→ YOUR INSTRUCTIONS: Each entry that follows should be retyped in full and exactly.

[Records from a data collection]
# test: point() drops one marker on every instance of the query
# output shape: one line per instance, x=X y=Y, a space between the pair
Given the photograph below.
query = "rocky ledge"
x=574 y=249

→ RESPONSE TO THIS TASK:
# test: point() drops one marker on every instance of the query
# output shape: one line per instance, x=X y=Y, a space between the pair
Given the photograph below.
query = "rocky ledge"
x=574 y=249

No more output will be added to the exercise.